DIRECTIONS FOR THIS TASK >>
Nothing in the records should differ when they are repeated. Restate them word for word.

Records excerpted from a collection
---------------

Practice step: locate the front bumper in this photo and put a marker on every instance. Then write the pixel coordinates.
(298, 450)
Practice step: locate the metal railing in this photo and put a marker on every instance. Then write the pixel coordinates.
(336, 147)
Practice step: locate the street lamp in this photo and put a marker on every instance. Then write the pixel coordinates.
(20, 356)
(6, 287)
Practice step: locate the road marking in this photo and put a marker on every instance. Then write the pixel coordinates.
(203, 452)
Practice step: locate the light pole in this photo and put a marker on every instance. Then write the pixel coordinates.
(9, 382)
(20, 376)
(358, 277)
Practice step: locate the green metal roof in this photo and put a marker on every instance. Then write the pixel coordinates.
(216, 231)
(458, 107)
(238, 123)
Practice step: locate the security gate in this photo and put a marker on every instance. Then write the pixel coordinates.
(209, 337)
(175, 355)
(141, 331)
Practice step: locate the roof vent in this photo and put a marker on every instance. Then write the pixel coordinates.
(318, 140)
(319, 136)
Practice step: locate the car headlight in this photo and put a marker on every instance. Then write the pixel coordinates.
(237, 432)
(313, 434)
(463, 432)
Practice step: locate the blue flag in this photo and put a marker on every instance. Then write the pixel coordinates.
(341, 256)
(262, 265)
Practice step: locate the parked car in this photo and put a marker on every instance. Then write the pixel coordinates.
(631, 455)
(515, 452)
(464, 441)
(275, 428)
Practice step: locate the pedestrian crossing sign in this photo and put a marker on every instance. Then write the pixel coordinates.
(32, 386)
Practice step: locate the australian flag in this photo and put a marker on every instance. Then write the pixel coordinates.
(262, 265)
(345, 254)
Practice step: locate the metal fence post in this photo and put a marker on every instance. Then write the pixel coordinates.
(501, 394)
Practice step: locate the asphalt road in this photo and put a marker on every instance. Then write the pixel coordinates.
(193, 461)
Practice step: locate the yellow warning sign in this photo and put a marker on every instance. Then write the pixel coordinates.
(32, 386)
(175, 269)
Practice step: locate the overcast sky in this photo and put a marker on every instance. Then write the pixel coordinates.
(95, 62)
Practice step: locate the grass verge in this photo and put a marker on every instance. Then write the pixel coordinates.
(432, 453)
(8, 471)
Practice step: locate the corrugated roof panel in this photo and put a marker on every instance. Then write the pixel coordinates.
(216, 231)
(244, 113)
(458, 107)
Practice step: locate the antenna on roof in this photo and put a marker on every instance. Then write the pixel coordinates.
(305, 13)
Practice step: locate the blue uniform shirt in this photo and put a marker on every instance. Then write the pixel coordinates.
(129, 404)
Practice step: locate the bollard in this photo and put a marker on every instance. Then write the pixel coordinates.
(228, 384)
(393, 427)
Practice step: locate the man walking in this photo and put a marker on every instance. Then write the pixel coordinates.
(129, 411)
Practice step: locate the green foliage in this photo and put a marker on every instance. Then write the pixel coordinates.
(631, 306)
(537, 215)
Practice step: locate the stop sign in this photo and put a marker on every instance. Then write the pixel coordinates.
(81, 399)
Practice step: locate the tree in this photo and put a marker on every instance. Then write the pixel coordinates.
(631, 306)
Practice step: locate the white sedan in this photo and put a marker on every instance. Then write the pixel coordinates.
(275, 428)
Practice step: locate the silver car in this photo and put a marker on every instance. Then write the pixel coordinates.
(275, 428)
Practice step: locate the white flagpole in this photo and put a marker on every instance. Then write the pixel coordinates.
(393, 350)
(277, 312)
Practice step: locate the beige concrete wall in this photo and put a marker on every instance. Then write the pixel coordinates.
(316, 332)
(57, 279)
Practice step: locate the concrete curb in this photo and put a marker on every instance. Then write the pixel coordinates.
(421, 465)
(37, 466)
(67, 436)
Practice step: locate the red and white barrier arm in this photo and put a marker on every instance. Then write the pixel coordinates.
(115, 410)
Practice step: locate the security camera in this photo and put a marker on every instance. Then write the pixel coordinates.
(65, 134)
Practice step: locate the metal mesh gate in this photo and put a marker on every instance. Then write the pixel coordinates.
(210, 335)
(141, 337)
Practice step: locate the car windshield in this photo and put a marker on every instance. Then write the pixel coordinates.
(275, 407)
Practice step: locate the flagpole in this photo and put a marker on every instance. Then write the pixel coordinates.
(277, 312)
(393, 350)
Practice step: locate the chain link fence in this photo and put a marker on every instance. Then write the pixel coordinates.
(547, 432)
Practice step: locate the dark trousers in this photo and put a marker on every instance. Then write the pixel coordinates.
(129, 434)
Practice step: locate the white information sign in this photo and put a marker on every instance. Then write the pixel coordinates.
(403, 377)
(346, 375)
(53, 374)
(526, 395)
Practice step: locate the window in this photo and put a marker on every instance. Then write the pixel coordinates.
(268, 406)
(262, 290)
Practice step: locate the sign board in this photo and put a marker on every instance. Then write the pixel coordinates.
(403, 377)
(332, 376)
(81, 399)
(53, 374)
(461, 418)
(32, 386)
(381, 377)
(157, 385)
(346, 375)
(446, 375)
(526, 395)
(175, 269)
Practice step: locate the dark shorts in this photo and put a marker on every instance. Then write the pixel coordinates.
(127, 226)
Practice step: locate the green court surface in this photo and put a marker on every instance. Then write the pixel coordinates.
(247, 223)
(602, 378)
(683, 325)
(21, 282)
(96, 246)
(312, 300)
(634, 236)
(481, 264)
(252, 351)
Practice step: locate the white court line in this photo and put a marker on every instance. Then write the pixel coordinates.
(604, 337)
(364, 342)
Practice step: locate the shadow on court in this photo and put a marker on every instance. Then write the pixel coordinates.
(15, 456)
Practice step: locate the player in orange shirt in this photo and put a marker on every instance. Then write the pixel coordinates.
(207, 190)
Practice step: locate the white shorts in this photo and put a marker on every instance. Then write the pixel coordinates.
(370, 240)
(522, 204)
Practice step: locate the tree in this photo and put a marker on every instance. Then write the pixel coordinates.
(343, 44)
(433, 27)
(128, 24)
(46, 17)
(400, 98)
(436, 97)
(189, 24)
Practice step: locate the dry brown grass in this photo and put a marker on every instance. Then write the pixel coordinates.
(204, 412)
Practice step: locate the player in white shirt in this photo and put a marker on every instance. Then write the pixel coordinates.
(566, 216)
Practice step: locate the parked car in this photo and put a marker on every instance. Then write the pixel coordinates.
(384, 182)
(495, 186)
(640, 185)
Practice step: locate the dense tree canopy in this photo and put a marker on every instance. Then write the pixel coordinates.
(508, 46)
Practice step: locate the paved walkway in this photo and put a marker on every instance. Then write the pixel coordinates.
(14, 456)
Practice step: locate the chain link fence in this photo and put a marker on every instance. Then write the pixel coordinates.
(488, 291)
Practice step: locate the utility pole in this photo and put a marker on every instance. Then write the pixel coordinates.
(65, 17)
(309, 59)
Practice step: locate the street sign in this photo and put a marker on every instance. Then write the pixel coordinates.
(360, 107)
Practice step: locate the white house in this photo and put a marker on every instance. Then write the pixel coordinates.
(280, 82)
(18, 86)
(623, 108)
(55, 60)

---------------

OUTPUT FOR THIS TASK >>
Practice step: locate the front bumper in this photo and put a marker on every instance. Then write the pixel coordinates.
(298, 450)
Practice step: locate the metal railing in this photo and put a marker on every instance. Then write the pixel coordinates.
(336, 147)
Practice step: locate the street lamp in this photo and put a marker on every instance. Then write the pixel coordinates.
(20, 356)
(6, 287)
Practice step: locate the road marking in this photo and put a marker on every instance. Then write the pixel coordinates.
(203, 452)
Practice step: locate the light pole in this photo and put a marker on every instance. Then write the pixel coordinates.
(9, 382)
(20, 376)
(358, 277)
Practice step: locate the green metal roof in this photo and put a marker on every instance. Then write the pixel coordinates.
(216, 231)
(458, 107)
(238, 123)
Practice step: locate the security gate in this photo and put a marker on every instance. Then write the pixel coordinates.
(209, 337)
(175, 355)
(141, 331)
Practice step: locate the roof vent in this photo and put a marker on every instance. Then write the pixel coordinates.
(318, 140)
(319, 136)
Practice step: locate the car headlight in this photo and put a marker on every instance. Then write the pixel coordinates.
(237, 432)
(313, 434)
(463, 432)
Practice step: locate the blue flag in this photo and put a marker on every instance. Then write the pixel coordinates.
(341, 256)
(262, 265)
Practice step: locate the parked car in this photo and put a marker on every instance. Then write the pixel coordinates.
(631, 455)
(515, 452)
(464, 441)
(275, 428)
Practice step: locate the pedestrian crossing sign in this photo and put a marker on every instance. Then write the pixel coordinates.
(32, 386)
Practice step: locate the australian flag in this photo and put a marker on every instance. Then write the pixel coordinates.
(262, 265)
(345, 254)
Practice step: locate the metal fence post in this photo and put a marker on every instance. Then write the pixel coordinates.
(501, 394)
Practice step: locate the asphalt road in this photo and put a marker on every instance. Then write the pixel coordinates.
(193, 461)
Practice step: locate the yellow warning sign in this photo and put a marker on every instance. Then write the pixel coordinates.
(32, 386)
(175, 269)
Practice step: locate the overcast sky in this photo and put a marker on every instance. Then write the pixel coordinates.
(95, 62)
Practice step: locate the grass verge in this photo and put a marker on every instance. Then write the pixel coordinates.
(432, 453)
(8, 471)
Practice step: locate the corrugated roof panel in this photo and put a marker on every instance. Then write the pixel coordinates.
(216, 231)
(244, 113)
(458, 107)
Practice step: locate the antenna on roof in this photo and put a marker on every instance. Then write the pixel coordinates.
(305, 13)
Practice step: locate the blue uniform shirt in this photo and put a marker on every instance. Then write the pixel coordinates.
(129, 404)
Practice step: locate the bollard in this photo and put a marker on every instance. Then write the pixel coordinates.
(228, 384)
(393, 427)
Practice step: locate the man walking in this photo and put a marker on every instance. Then write the pixel coordinates.
(129, 411)
Practice step: locate the green foliage in this photo and put a marker on every instance. Then write the pixel coordinates.
(631, 306)
(537, 215)
Practice step: locate the stop sign in this photo and put a marker on every instance. Then write the pixel coordinates.
(81, 399)
Practice step: locate the tree in this photo and put a marker on every instance. Then write the pixel coordinates.
(631, 306)
Practice step: locate the white sedan in this photo and put a marker on every instance. Then write the pixel coordinates.
(275, 428)
Practice step: locate the silver car in this photo and put a marker on every instance. Then write the pixel coordinates.
(275, 428)
Practice step: locate the white flagpole in this photo and put a marker on every instance. Then write the pixel coordinates.
(393, 350)
(277, 312)
Practice step: locate the beige concrete wall in this photo and put a marker on every instance. Then write the pixel coordinates.
(316, 332)
(57, 279)
Practice step: locate the concrete curb in this photo and put a marker on every instance. Then write the pixel coordinates.
(421, 465)
(37, 466)
(67, 436)
Practice step: locate the red and white barrier arm in this photo and put a marker on every instance. Then write the pixel coordinates.
(115, 410)
Practice step: locate the security camera in this photo and put a marker on every instance. Then write the pixel coordinates.
(65, 134)
Practice step: locate the metal mesh gate in this photo and put a marker on every instance. Then write the pixel coordinates.
(210, 335)
(141, 337)
Practice step: locate the car windshield in this photo and put a marker on every instance. Then write the pixel coordinates.
(275, 407)
Practice step: locate the flagpole in this photo and put a marker on every instance. Then write the pixel coordinates.
(277, 312)
(393, 350)
Practice step: locate the chain link fence in this photo and put a marker on every instance. Then write the pixel coordinates.
(547, 432)
Practice step: locate the dark trousers in this photo and put a marker on every instance. Then write the pixel coordinates.
(129, 434)
Practice step: locate the white information sign in this photo and put a marker on every instance. Then write the pixel coordinates.
(403, 377)
(346, 375)
(53, 374)
(526, 395)
Practice step: locate the window in this photo and put a marker on every instance. Then write the pixel coordinates.
(268, 406)
(262, 290)
Practice step: locate the sign board in this photo and put a marker on every instance. Then write the pixel coordinates.
(403, 377)
(332, 376)
(81, 399)
(53, 374)
(461, 418)
(32, 386)
(381, 377)
(157, 385)
(346, 375)
(446, 375)
(526, 395)
(175, 269)
Practice step: locate the dark shorts in this photo and put a marker on every instance. Then write the pixel coordinates.
(127, 226)
Practice step: locate the green court surface in this photo and put a marker on every instance. Then write the pixel coordinates.
(247, 223)
(602, 378)
(683, 325)
(21, 282)
(96, 246)
(312, 300)
(634, 236)
(481, 264)
(252, 351)
Practice step: locate the white court line in this photo and put a marker on every instance. Then write the pixel coordinates.
(604, 337)
(364, 342)
Practice step: locate the shadow on court in this photo and put a marker on every instance. Then write the pixel coordinates.
(15, 456)
Practice step: locate the player in orange shirt in this photo and put a marker on every instance. Then write the pixel coordinates.
(207, 190)
Practice step: locate the white shorts in this photo and put a marker on every instance. Then write the pixel coordinates.
(370, 240)
(522, 204)
Practice step: locate the tree in this photo and put a marker on every instance. Then write the pixel coordinates.
(343, 44)
(433, 27)
(128, 24)
(46, 17)
(400, 98)
(436, 97)
(189, 24)
Practice step: locate the dry brown grass in this photo and put a marker on every instance. Then write the pixel coordinates.
(204, 412)
Practice step: locate the player in white shirt in this photo and put a marker on every instance. Then write the pixel coordinates.
(566, 216)
Practice step: locate the parked car in this photo and put a marker on every instance. Then write the pixel coordinates.
(384, 182)
(495, 186)
(640, 185)
Practice step: locate the dense tree canopy in this photo and put a marker on every instance. Then write the pixel coordinates.
(508, 46)
Practice step: locate the paved walkway in this photo and put a marker on every instance. Then write the pixel coordinates.
(14, 456)
Practice step: locate the chain link fence in this photo and put a marker on every instance. Then write the pixel coordinates.
(488, 291)
Practice step: locate the utility pole in this photo and put a marker on every instance. Then write the pixel coordinates.
(65, 17)
(309, 59)
Practice step: locate the street sign in this photo and put a marker on every instance. Then write the pixel coordinates.
(360, 107)
Practice step: locate the white house in this photo and put a marker on every instance. Then write the pixel coordinates.
(280, 82)
(18, 86)
(623, 108)
(55, 60)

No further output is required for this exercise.